Write the full listing out again, keeping every line exactly as it is.
=== Section Start ===
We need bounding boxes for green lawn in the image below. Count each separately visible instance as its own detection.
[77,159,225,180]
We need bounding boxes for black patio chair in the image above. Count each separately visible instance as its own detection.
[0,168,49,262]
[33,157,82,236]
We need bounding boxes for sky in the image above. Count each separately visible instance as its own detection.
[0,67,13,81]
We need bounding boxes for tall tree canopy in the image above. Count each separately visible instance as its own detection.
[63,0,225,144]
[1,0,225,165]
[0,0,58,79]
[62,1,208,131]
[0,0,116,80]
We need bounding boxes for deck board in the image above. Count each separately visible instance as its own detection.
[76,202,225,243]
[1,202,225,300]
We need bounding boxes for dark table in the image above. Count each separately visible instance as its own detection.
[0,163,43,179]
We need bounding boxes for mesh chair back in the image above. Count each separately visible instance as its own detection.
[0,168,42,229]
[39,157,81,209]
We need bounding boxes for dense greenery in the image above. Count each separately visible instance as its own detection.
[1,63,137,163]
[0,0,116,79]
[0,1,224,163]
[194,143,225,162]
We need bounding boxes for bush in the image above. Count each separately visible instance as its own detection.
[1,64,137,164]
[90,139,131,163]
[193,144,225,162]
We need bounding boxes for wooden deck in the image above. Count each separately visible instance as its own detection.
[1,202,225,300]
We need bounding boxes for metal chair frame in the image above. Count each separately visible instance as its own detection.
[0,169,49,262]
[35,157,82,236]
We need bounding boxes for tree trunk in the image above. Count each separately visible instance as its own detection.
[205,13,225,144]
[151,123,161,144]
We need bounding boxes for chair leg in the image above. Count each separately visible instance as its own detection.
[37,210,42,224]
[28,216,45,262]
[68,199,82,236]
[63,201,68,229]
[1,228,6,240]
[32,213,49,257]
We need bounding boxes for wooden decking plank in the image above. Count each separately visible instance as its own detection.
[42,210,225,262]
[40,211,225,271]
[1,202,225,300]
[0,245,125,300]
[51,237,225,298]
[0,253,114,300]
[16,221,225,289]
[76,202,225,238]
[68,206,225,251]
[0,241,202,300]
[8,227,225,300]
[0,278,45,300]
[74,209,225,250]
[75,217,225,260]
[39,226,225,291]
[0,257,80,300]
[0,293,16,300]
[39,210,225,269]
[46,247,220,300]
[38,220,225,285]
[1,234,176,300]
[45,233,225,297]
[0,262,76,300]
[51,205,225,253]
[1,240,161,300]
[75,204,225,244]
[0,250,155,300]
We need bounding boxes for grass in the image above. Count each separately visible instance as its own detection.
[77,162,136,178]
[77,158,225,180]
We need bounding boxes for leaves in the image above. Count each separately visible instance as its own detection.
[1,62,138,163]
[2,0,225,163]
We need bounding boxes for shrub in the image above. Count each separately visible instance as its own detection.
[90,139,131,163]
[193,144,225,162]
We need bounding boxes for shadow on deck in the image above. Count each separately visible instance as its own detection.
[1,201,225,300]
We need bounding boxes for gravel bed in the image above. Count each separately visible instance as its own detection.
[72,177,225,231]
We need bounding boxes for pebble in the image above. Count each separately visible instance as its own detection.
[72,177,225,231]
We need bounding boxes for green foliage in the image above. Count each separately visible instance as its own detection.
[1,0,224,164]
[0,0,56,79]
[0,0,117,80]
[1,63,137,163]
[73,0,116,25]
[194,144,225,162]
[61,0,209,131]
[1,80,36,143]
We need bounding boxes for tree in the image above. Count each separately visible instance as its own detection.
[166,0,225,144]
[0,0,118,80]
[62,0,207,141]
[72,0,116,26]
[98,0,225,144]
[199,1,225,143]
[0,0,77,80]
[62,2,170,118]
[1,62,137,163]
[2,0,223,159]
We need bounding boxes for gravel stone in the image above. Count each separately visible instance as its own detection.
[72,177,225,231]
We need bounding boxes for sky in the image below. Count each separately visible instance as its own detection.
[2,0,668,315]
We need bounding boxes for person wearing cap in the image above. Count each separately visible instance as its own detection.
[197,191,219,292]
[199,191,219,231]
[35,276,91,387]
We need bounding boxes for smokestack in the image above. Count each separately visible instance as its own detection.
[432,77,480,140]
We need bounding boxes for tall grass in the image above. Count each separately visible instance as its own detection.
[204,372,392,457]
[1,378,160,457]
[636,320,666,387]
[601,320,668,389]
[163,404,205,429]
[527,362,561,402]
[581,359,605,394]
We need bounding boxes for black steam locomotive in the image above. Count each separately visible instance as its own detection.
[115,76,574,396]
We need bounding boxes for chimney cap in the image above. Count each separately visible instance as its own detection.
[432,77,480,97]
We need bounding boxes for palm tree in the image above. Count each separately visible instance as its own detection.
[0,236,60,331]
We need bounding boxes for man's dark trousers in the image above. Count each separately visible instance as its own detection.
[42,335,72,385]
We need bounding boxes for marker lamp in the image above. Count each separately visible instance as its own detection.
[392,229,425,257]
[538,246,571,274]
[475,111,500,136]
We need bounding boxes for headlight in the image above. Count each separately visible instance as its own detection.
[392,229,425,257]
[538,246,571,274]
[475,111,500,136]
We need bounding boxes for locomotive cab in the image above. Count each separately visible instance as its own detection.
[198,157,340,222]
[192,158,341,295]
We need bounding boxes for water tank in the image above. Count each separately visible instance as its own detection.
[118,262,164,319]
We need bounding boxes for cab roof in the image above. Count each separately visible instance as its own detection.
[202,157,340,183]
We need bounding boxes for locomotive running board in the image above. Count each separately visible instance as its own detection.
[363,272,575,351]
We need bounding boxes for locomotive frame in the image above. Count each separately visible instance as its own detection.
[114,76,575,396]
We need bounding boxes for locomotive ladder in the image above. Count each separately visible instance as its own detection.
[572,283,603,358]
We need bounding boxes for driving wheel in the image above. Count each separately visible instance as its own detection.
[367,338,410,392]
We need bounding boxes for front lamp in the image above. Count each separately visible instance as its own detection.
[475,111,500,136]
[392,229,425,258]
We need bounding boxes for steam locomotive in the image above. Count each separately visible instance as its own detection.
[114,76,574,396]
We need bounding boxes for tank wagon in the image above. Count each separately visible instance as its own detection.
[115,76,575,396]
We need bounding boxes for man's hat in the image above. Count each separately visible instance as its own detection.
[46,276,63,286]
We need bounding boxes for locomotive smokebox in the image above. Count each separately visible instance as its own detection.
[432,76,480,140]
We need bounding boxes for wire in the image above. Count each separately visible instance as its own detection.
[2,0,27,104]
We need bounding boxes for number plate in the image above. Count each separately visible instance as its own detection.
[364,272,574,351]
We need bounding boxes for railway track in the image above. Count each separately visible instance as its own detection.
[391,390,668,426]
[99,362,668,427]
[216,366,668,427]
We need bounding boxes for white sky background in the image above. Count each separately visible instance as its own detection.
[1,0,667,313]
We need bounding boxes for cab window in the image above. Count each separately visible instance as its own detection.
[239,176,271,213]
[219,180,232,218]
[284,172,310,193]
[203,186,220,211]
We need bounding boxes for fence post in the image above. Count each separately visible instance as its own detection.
=== Section End ===
-- TASK RESPONSE --
We need bounding boxes for green lawn in the image below. Count each separately visible instance as its own detection.
[77,159,225,180]
We need bounding boxes for black patio chair in the image above. Count each separately visible instance as its own detection.
[0,168,49,262]
[33,157,82,236]
We need bounding boxes for sky in the image above. Count each separately visible instance as its own detection.
[0,67,13,81]
We need bounding boxes for tall tree canopy in the image above. Count each separately visible instance as its own detection.
[63,0,225,144]
[1,0,225,165]
[0,0,58,79]
[62,1,208,131]
[0,0,116,80]
We need bounding boxes for deck board in the image above. Count each separately visible instance as its own detection.
[76,202,225,243]
[1,202,225,300]
We need bounding boxes for dark table in the image above. Count each separately visible instance as its own detection.
[0,163,43,179]
We need bounding boxes for mesh chair back in the image above. Count each separately visible instance as its own detection.
[0,168,42,229]
[39,157,81,209]
We need bounding boxes for dense greenery in the image above. Count each separately visible instance as its own detection.
[1,63,137,163]
[0,0,116,79]
[0,1,224,163]
[194,143,225,162]
We need bounding boxes for bush in the image above. Count each separately visible instance as its own detection.
[1,64,137,164]
[90,139,131,163]
[193,144,225,162]
We need bounding boxes for wooden deck in the image above. Count each separately visible instance as its own detection.
[1,202,225,300]
We need bounding boxes for metal chair frame in the image above. Count each separately visible instance as its own detection.
[0,169,49,262]
[35,157,82,236]
We need bounding boxes for tree trunk in the image above. Count each separately visible instance as its own detection.
[205,13,225,144]
[151,123,161,144]
We need bounding boxes for chair leg in the image above. Count each separately visible instance as its own detection.
[37,210,42,224]
[28,216,45,262]
[68,199,82,236]
[63,201,68,229]
[1,228,6,240]
[32,213,49,257]
We need bounding boxes for wooden decking plank in the image above. Count each separately visible instance as its own detection.
[42,210,225,262]
[40,211,225,271]
[1,202,225,300]
[0,245,125,300]
[51,237,225,298]
[0,253,114,300]
[16,221,225,289]
[76,202,225,238]
[68,206,225,251]
[0,241,202,300]
[8,227,225,300]
[0,278,45,300]
[74,209,225,250]
[75,217,225,260]
[39,226,225,291]
[0,257,80,300]
[0,293,16,300]
[39,210,225,269]
[46,247,220,300]
[38,220,225,285]
[1,234,176,300]
[45,233,225,297]
[0,262,76,300]
[51,205,225,253]
[1,240,161,300]
[75,204,225,244]
[0,250,155,300]
We need bounding boxes for grass in the image above. Count each separately visible instance as its own detection.
[77,162,136,178]
[77,158,225,180]
We need bounding boxes for leaves in the image above. Count each separately visible instance as its own detection.
[1,62,138,163]
[2,0,225,163]
We need bounding boxes for shrub in the image above. Count each separately visible instance as its own detection.
[90,139,131,163]
[193,144,225,162]
We need bounding boxes for shadow on deck in the image above. Count each separately visible instance as its own detection.
[1,201,225,300]
We need bounding boxes for gravel bed in the image above. Count each separately visible instance as its own detection.
[72,177,225,231]
We need bounding boxes for pebble in the image above. Count each separately visible instance as its own detection.
[72,177,225,231]
We need bounding boxes for green foliage in the image above. Count each separately visible instance as its own detection.
[1,0,224,164]
[0,0,56,79]
[0,0,117,80]
[1,63,137,163]
[73,0,116,25]
[194,144,225,162]
[61,0,209,131]
[1,80,36,143]
We need bounding boxes for tree in the image above. Count each separately visible instance as its own detection.
[166,0,225,144]
[0,0,118,80]
[62,0,207,141]
[72,0,116,26]
[98,0,225,144]
[199,1,225,143]
[0,0,77,80]
[62,2,170,118]
[1,62,137,163]
[2,0,223,159]
We need bounding boxes for gravel stone in the image above. Count each separately visible instance as its own detection.
[72,177,225,231]
We need bounding boxes for sky in the image below. Count each separately visible instance as its own detection.
[2,0,668,315]
We need bounding boxes for person wearing cap in the image above. Count each separately visible instance as its own detection.
[197,191,219,292]
[199,191,219,231]
[35,276,91,387]
We need bounding boxes for smokestack in the image above. Count each separately visible instance as its own detection.
[432,77,480,140]
We need bounding boxes for tall grass in the image above. Count each separately visible instance as its own detection.
[204,372,392,457]
[1,378,160,457]
[636,320,666,387]
[601,320,668,389]
[163,404,205,429]
[527,362,561,402]
[581,359,605,394]
We need bounding boxes for black steam locomotive in the image above. Count each separately visible instance as its own detection.
[115,76,574,396]
We need bounding boxes for chimney cap in the image above. Count each separately visible instance as its own detection.
[432,77,480,97]
We need bounding boxes for palm tree in the image above. Count each separately visible instance as its own detection.
[0,236,60,331]
We need bounding boxes for man's dark trousers in the image above. Count each separately visible instance as its own detection.
[42,335,72,385]
We need bounding boxes for marker lamp in the image above. Count each separately visible instance as its own detection.
[392,229,425,257]
[538,246,571,274]
[475,111,500,136]
We need bounding boxes for headlight in the image above. Count each separately visible instance as its own detection.
[392,229,425,257]
[538,246,571,274]
[475,111,500,136]
We need bounding boxes for locomotive cab in the image above. Count each separately visible instance as its own detection.
[198,157,340,222]
[192,158,341,295]
We need bounding boxes for water tank in the image above. Count each separately visible instance as its own detection.
[118,262,164,319]
We need bounding boxes for cab roof in the image above. Count each separately visible instance as its own detection.
[202,157,340,183]
We need bounding boxes for locomotive running board in the image above. Count each separately visible instance as its own detection.
[363,272,575,351]
We need bounding boxes for locomotive frame in the image above. Count each separately visible instance as its own detection.
[114,76,575,396]
We need bounding boxes for locomotive ladder in the image above. Count each separately visible instance as its own detection.
[572,283,603,358]
We need bounding boxes for driving wheel in the image above. Count each separately visible instance as its own detection.
[367,338,410,392]
We need bounding boxes for front lamp in the image above. Count each separately visible instance as its own detection.
[475,111,500,136]
[392,229,425,258]
We need bounding boxes for steam locomotive in the image above. Count each separately visible instance as its own detection.
[114,76,574,396]
We need bounding boxes for tank wagon in the image above. Count each separately visible instance as its own detection.
[115,76,575,396]
We need bounding boxes for man's hat in the image above. Count each separately visible instance as its own detection.
[46,276,63,286]
We need bounding boxes for locomotive smokebox in the image above. Count each separately visible instance as its own detection.
[432,76,480,140]
We need bounding boxes for wire in the image above. Count each separately visible instance as its own detection.
[2,0,27,104]
We need bounding boxes for number plate in the image above. Count each separately visible instance as its own detection.
[364,272,574,351]
We need bounding boxes for railway track in the image above. Count each separately visible instance as its own detection.
[391,390,668,426]
[99,362,668,427]
[216,366,668,427]
We need bounding boxes for white sky background in the image above. Count each separately visible instance as its own detection.
[1,0,667,313]
We need bounding boxes for cab window in the image above. Count each separately visible instance as its own detection.
[239,176,271,213]
[219,180,232,218]
[284,172,310,193]
[203,186,220,211]
We need bounding boxes for fence post in the image above. Count each separately visible instance as its own detection.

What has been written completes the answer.